● Exercise instructions
1. In the rseq mailing-list reply, translate this sentence into Spanish: "It would be interesting to eventually investigate whether rseq is additionally useful for kernel code."
2. Write the next part of the mailing-list reply on restartable sequences, picking up after its final sentence.

● Document extract
#####
Re: [RFC PATCH v7 1/7] Restartable sequences system call

Mathieu Desnoyers <mathieu.desnoyers@xxxxxxxxxxxx> · Wed, 10 Aug 2016 16:47:42 +0000 (UTC)

----- On Aug 3, 2016, at 2:29 PM, Chris Lameter cl@xxxxxxxxx wrote:

> On Tue, 26 Jul 2016, Mathieu Desnoyers wrote:
> 
>> > What problem does this solve?
>>
>> It allows user-space to perform update operations on per-cpu data without
>> requiring heavy-weight atomic operations.
> 
> 
> This is great but seems to indicate that such a facility would be better
> for kernel code instread of user space code.

It would be interesting to eventually investigate whether rseq is
additionally useful for kernel code. It seems unrelated to its usefulness
for user-space code though.

Rseq for user-space only needs to hook into preemption and signal delivery,
which doesn't seem to have measurable effects on overall performance.

Doing rseq for kernel code would imply hooking into supplementary sites:

- preemption of kernel code (for atomicity wrt other threads). This would
  replace preempt_disable()/preempt_enable() critical sections touching
  per-cpu data shared with other threads. We would have to do the event_counter
  increment and ip fixup directly in the sched_out hook when preempting
  kernel code.
- possibly interrupt handlers (for atomicity wrt interrupts). This would
  replace local irq save/restore when touching per-cpu data shared with
  interrupt handlers. We would have to increment the event_counter and
  fixup on the pre-irq kernel frame.
- possibly NMI handlers (for atomicity wrt NMIs). This would replace
  preempt/irq off protected local atomic operations on per-cpu data
  shared with NMIs. We would have to increment the event_counter and
  fixup on the pre-NMI kernel frame.
#####
● Given entries
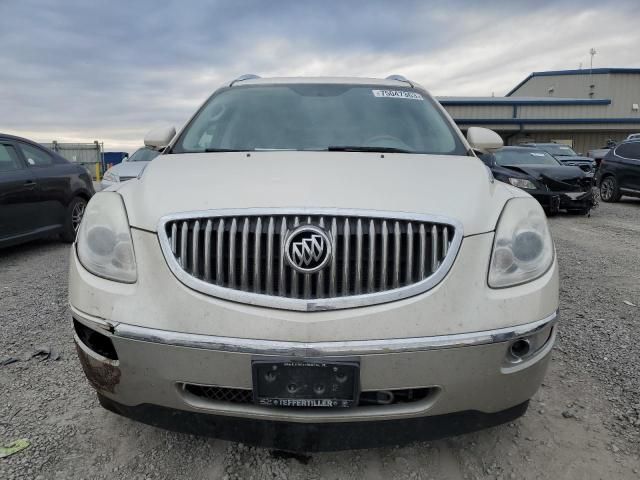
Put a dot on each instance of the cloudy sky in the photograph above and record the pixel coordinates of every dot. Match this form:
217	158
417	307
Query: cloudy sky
80	70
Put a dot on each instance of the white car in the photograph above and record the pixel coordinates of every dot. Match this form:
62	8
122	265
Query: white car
316	264
130	167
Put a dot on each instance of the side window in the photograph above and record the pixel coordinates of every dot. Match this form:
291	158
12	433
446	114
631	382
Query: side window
629	150
36	157
9	160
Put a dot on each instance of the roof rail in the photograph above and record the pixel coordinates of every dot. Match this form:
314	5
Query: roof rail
399	78
246	76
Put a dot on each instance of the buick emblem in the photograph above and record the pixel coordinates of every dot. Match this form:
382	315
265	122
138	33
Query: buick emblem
308	249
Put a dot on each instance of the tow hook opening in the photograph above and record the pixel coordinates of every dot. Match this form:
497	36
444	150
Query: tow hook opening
99	343
520	348
523	348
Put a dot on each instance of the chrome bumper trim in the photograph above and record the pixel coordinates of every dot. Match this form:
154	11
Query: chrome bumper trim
323	349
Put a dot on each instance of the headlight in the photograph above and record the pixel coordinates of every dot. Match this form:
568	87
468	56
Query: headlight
522	249
109	176
522	183
104	241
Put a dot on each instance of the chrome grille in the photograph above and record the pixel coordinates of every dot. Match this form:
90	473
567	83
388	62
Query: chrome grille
239	255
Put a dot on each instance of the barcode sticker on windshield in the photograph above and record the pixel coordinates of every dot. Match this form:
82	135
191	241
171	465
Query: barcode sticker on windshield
397	94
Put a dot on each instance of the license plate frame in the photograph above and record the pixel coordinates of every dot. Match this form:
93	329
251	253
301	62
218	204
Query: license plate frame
340	380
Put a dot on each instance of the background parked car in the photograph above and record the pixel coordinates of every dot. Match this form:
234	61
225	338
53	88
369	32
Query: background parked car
599	153
129	168
566	155
41	193
619	172
554	185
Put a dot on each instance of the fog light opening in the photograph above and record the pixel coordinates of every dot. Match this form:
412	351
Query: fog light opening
520	348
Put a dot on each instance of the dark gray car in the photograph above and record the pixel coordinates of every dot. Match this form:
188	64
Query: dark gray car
41	193
566	155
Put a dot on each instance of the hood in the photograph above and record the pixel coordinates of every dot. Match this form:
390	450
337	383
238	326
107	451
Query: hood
129	169
574	158
557	177
456	187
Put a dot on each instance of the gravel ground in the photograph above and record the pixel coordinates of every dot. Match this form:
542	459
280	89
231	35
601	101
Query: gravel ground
583	423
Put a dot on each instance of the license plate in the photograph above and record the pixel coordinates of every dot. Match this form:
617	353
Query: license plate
305	383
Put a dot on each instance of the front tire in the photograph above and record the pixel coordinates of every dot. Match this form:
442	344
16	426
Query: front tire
75	212
609	190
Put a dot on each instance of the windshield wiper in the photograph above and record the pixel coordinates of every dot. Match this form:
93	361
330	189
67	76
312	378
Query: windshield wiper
228	150
354	148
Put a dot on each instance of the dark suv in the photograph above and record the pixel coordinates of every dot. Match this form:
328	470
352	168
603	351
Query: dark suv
41	193
565	155
619	172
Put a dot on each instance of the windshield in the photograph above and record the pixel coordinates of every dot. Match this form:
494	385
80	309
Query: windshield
143	155
320	117
559	150
524	157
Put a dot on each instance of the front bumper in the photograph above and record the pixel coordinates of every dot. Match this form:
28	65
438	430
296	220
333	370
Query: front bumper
452	340
554	201
315	437
472	381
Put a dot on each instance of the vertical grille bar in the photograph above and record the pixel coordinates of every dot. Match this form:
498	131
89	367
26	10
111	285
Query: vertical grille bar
294	273
358	282
257	257
232	253
269	285
281	272
320	276
445	242
184	233
396	255
174	238
409	268
369	254
219	254
434	248
385	252
372	257
244	256
334	256
346	257
195	248
423	252
208	229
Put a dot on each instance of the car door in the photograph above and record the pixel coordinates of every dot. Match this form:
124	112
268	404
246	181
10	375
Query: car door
19	196
53	181
628	157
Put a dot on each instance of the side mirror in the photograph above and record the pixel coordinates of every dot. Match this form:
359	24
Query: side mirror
483	139
159	138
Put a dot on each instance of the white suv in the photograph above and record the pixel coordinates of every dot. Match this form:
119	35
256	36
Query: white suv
316	264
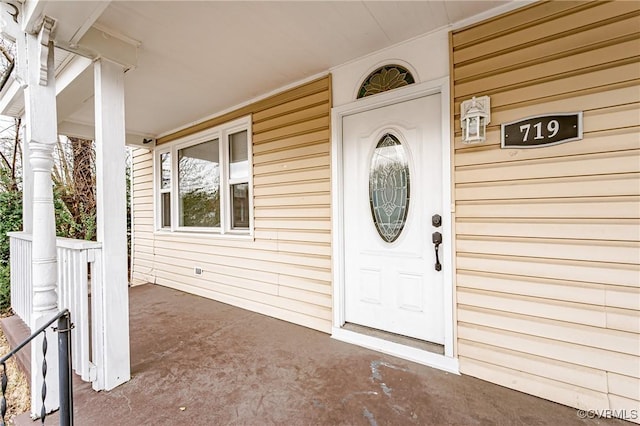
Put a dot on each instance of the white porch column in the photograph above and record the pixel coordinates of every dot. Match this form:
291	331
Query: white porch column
41	135
111	220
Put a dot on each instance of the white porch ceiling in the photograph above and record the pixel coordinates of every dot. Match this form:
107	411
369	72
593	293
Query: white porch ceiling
200	58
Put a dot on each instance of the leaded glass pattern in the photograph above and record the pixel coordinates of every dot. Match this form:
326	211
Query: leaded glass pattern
389	187
385	78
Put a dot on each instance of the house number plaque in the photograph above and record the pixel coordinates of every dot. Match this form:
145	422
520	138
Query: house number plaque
542	130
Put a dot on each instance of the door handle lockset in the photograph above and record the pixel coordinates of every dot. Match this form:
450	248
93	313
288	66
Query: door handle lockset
437	240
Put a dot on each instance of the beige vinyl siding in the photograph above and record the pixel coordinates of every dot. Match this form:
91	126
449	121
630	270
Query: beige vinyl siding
547	239
142	180
285	271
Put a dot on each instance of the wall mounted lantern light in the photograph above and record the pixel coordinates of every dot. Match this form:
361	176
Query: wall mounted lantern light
475	114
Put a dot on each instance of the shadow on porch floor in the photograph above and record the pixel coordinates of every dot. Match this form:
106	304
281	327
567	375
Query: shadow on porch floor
199	362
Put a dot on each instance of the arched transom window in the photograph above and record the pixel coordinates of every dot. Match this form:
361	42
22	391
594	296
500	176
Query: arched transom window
385	78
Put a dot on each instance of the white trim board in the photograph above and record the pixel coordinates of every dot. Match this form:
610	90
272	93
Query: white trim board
447	361
409	353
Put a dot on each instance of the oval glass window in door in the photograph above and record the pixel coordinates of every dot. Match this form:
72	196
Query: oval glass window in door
389	187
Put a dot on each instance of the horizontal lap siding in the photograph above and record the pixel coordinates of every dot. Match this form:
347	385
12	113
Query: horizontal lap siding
143	238
547	239
285	271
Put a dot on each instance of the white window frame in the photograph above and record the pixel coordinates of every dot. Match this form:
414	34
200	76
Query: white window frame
221	133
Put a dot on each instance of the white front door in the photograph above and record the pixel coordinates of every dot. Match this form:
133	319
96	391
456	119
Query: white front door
392	169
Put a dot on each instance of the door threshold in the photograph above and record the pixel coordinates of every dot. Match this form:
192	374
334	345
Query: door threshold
401	350
395	338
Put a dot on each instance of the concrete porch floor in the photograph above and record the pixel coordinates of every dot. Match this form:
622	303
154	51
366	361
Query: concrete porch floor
199	362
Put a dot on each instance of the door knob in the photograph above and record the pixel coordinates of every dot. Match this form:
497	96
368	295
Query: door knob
437	240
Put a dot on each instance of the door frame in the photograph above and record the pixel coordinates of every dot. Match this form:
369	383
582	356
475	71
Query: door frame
447	361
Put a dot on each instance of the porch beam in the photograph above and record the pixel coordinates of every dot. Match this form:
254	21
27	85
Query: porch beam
111	220
41	136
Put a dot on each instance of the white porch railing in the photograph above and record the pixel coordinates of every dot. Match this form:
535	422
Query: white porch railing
79	290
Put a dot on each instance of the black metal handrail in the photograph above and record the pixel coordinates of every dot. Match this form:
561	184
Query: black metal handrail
64	368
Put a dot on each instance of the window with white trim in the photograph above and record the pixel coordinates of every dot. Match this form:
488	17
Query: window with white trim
203	181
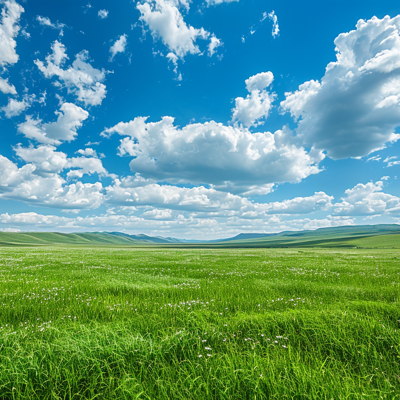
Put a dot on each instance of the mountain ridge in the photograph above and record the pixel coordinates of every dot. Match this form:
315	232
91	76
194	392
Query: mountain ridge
330	236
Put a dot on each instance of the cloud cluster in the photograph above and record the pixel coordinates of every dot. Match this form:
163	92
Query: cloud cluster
80	78
166	22
230	158
37	184
69	120
216	2
45	21
9	28
15	107
256	106
275	26
118	46
103	14
355	108
368	200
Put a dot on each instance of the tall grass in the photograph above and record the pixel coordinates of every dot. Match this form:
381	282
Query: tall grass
199	324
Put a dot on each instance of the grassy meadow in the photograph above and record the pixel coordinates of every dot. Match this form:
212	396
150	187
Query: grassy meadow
125	323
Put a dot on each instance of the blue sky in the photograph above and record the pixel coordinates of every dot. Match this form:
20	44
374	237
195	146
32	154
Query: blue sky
198	119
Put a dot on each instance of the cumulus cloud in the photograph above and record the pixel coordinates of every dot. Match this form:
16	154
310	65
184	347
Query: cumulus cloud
391	161
9	28
69	120
248	111
24	184
355	108
275	26
214	43
48	161
166	22
103	14
84	166
118	46
45	158
367	200
45	21
81	78
301	205
216	2
230	158
15	107
6	87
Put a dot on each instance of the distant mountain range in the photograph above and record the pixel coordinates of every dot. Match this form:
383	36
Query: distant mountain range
382	236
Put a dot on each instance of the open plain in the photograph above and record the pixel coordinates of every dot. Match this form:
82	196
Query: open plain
125	323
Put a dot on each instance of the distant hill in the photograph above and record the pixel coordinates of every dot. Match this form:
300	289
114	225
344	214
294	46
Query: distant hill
380	236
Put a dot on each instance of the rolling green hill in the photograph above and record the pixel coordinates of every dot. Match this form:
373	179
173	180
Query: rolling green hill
369	236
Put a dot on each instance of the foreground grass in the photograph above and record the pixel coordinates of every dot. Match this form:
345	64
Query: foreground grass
199	324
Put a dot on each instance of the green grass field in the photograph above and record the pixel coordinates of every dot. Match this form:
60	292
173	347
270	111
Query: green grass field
109	323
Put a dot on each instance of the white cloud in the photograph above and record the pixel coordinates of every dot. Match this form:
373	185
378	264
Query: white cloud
102	14
355	108
259	81
228	157
23	184
214	43
84	166
15	107
275	27
9	29
301	205
69	120
257	104
367	200
80	79
6	87
165	21
391	161
374	158
216	2
33	219
45	21
46	160
87	152
118	46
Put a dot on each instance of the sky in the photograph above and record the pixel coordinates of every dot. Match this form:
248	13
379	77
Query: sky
198	119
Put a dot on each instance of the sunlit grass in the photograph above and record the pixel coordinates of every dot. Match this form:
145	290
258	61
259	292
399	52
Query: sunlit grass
199	324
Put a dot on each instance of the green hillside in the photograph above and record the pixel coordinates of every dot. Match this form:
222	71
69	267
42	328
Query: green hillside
55	238
369	236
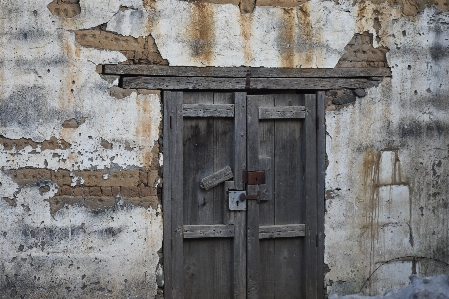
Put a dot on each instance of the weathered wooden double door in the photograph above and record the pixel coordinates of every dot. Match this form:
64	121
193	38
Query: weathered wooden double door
240	193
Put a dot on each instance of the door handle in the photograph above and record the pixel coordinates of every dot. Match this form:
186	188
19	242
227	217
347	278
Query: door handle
243	196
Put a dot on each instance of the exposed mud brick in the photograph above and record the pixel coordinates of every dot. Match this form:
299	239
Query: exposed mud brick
115	190
153	176
361	53
130	191
61	177
120	93
91	202
65	8
43	189
16	144
54	143
66	190
78	191
30	176
120	178
92	191
123	178
148	191
137	50
145	202
93	178
143	178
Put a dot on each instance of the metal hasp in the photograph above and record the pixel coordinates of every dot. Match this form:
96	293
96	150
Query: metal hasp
253	177
235	203
255	197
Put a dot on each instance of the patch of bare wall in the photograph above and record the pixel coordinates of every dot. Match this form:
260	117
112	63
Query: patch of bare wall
80	177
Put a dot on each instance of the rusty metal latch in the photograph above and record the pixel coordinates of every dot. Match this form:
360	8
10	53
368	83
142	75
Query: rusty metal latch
253	177
255	197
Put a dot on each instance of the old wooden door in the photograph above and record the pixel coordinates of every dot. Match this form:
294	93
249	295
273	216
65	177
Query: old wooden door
240	195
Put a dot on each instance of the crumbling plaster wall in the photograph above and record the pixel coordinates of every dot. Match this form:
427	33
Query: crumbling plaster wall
80	168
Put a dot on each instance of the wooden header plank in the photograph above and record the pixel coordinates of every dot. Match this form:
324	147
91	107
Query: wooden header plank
240	83
240	72
208	231
282	112
208	110
282	231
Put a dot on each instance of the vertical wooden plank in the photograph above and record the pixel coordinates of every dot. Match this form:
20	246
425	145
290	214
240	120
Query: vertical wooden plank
289	201
321	168
253	254
166	193
310	163
239	137
266	208
173	241
198	209
239	216
223	155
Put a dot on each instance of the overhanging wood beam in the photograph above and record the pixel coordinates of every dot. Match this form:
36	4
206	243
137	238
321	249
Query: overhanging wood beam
241	72
241	83
244	78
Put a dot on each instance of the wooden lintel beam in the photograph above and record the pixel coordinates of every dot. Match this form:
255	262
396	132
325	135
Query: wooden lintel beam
241	72
199	83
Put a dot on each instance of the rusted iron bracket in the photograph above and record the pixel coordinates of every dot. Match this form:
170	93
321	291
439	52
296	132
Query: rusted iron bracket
254	197
253	177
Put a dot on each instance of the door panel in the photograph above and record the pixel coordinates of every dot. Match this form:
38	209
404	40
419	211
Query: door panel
267	251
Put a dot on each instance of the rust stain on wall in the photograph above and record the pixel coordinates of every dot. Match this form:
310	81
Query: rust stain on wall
142	50
65	8
201	32
19	144
99	188
305	27
413	7
246	27
287	36
360	52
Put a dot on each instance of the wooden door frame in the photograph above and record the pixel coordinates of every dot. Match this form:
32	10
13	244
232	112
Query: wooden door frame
240	79
173	190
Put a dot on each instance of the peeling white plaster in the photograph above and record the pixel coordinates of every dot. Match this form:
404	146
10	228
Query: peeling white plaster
392	209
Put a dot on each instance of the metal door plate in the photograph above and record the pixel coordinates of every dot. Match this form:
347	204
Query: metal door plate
235	204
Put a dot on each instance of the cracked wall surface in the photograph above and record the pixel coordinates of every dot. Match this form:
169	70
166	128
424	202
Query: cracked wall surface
80	176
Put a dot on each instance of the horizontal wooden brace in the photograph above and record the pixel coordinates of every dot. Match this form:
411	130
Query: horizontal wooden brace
#####
● Task-by-task outputs
1. Sería interesante investigar con el tiempo si rseq también resulta útil para el código del kernel.

2.
Those supplementary hooks may add significant overall performance overhead,
so careful benchmarking would be required to figure out if it's worth it.

> 
>> First, prohibiting migration from user-space has been frowned upon
>> by scheduler developers for a long time, and I doubt this mindset will
>> change.
> 
> Note that the task isolation patchset from Chris Metcalf does something
> that goes a long way towards this. If you set strict isolation mode then
> the kernel will terminate the process or notify you if the scheduler
> becomes involved. In some way we are getting that as a side effect.

AFAIU, what you propose here is doable at the application design level.
We want to introduce rseq to speed up memory allocation, tracing, and
other uses of per-cpu data without having to modify the design of each
and every user-space applications out there.

> Also prohibiting migration is trivial form user space. Just do a taskset
> to a single cpu.

This is also possible if you can redesign user-space applications, but not
from a library perspective. Invoking system calls to change the affinity of
a thread at each and every critical section would kill performance. Setting
the affinity of a thread from a library on behalf of the application and
leaving it affined requires changes to the application design.

Thanks,

Mathieu

-- 
Mathieu Desnoyers
EfficiOS Inc.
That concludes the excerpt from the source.